> WHAT YOU NEED TO DO: Find the line containing "Query: dark blue cloud layer" in the records below. Copy exactly that line and each one after it, ending at the line containing "of the rock", and nothing more.

[Natural language region descriptions]
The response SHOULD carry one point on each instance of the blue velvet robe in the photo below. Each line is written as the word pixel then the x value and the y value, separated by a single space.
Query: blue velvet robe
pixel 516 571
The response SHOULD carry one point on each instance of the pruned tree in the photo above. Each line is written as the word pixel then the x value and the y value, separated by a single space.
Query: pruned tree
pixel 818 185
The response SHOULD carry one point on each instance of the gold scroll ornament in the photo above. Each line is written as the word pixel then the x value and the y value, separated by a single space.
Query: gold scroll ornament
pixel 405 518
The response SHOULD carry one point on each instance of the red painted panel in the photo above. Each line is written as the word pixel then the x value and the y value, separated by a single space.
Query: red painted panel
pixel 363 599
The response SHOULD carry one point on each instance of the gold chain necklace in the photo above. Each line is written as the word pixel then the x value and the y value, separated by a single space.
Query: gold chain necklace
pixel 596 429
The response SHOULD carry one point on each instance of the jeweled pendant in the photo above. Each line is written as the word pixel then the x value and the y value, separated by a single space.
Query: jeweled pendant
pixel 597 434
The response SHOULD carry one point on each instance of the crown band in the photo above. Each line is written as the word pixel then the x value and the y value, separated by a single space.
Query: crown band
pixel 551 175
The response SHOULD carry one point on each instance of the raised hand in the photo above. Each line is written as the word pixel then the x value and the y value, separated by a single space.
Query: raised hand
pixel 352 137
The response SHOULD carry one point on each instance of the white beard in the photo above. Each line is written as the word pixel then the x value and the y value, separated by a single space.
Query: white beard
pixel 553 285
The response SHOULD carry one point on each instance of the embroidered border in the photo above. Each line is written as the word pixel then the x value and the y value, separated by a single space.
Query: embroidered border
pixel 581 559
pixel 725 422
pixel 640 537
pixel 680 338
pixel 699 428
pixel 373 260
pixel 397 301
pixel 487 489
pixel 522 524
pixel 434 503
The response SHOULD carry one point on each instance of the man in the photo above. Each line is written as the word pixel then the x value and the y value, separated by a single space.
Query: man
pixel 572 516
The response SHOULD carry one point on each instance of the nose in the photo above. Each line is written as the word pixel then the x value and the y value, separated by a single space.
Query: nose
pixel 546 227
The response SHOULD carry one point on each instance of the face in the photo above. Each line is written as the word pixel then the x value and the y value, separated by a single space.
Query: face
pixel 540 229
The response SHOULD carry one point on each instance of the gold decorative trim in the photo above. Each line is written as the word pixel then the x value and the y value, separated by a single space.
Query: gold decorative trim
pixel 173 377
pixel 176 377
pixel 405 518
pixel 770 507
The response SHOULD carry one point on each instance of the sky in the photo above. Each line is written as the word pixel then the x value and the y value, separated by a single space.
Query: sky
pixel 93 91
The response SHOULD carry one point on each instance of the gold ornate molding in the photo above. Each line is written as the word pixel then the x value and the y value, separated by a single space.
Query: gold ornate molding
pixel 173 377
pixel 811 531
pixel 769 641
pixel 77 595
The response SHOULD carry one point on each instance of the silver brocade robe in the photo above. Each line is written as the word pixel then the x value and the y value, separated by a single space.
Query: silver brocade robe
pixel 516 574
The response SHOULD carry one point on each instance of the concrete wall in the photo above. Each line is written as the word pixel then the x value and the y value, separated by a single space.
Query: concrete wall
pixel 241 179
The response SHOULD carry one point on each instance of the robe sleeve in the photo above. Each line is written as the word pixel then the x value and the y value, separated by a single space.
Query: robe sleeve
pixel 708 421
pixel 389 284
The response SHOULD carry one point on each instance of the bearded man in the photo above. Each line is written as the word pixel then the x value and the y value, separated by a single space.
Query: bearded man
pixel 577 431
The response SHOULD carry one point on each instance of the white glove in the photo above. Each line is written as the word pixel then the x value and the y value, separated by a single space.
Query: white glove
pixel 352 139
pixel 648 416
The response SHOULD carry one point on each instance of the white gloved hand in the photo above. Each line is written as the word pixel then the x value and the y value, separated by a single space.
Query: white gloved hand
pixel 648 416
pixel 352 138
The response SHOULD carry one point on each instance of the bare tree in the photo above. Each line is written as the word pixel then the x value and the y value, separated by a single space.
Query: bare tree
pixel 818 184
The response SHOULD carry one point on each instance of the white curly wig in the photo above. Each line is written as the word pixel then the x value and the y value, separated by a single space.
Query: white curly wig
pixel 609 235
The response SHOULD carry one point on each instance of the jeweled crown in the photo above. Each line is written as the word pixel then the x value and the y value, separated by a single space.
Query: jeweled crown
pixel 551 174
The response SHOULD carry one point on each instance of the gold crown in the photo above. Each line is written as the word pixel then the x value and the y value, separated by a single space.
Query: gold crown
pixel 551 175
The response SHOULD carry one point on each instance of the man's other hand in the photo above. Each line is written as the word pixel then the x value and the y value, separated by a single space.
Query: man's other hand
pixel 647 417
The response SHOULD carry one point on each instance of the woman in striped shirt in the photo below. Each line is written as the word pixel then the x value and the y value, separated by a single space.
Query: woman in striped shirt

--

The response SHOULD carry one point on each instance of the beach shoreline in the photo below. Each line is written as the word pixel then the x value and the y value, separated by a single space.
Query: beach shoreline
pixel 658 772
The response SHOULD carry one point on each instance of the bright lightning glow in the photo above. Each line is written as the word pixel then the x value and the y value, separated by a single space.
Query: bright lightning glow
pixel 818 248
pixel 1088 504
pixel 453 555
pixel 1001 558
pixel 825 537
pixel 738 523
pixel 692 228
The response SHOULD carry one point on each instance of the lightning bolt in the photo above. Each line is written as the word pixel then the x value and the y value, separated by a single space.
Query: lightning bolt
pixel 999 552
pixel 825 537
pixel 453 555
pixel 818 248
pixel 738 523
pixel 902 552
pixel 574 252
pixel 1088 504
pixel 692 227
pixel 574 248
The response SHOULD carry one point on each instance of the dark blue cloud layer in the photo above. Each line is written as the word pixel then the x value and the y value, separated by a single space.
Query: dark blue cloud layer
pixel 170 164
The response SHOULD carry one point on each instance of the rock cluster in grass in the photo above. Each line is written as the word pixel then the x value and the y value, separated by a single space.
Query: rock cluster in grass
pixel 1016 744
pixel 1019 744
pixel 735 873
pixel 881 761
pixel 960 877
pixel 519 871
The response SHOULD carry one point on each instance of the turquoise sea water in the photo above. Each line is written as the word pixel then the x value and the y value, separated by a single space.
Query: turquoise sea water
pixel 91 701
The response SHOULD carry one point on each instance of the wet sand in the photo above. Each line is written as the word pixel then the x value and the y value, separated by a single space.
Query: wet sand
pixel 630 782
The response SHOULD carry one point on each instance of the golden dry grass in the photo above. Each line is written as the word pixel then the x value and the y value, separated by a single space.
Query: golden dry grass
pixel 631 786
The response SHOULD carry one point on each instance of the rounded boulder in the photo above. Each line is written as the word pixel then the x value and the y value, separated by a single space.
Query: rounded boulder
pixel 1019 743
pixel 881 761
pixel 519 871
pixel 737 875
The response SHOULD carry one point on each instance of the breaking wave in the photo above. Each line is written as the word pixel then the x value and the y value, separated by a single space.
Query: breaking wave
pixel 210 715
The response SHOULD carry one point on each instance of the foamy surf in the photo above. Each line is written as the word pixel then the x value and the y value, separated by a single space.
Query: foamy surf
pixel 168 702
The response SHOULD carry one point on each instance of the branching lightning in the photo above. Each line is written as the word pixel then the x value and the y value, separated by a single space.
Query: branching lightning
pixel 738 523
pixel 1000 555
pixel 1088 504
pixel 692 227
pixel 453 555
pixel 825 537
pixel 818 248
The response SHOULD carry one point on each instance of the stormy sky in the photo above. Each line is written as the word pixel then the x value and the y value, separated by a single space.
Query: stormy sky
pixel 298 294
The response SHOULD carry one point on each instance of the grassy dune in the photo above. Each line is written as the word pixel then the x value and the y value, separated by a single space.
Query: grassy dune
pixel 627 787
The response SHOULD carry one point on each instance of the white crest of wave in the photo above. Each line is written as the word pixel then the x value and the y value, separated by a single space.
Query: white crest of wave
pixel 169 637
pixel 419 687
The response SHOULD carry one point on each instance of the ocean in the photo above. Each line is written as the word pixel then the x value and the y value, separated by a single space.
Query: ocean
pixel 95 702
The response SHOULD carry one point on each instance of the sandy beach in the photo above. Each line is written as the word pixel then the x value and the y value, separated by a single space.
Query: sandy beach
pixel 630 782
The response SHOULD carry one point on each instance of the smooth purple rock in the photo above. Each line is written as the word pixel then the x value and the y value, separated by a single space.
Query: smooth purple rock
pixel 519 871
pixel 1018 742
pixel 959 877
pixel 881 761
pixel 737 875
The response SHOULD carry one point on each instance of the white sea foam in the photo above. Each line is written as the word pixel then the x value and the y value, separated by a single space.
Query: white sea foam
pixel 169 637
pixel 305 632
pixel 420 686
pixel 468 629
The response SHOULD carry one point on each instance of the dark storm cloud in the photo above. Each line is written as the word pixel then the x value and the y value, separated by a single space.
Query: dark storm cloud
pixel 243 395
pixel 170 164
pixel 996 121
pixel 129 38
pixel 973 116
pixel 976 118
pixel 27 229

> RESULT OF THIS EXERCISE:
Query: dark blue cloud layer
pixel 170 164
The response SHOULD carry one point on each instance of the rock cluster in grass in the photo above. Each line is written as the word pixel then the x value and the y value, separated by a single space.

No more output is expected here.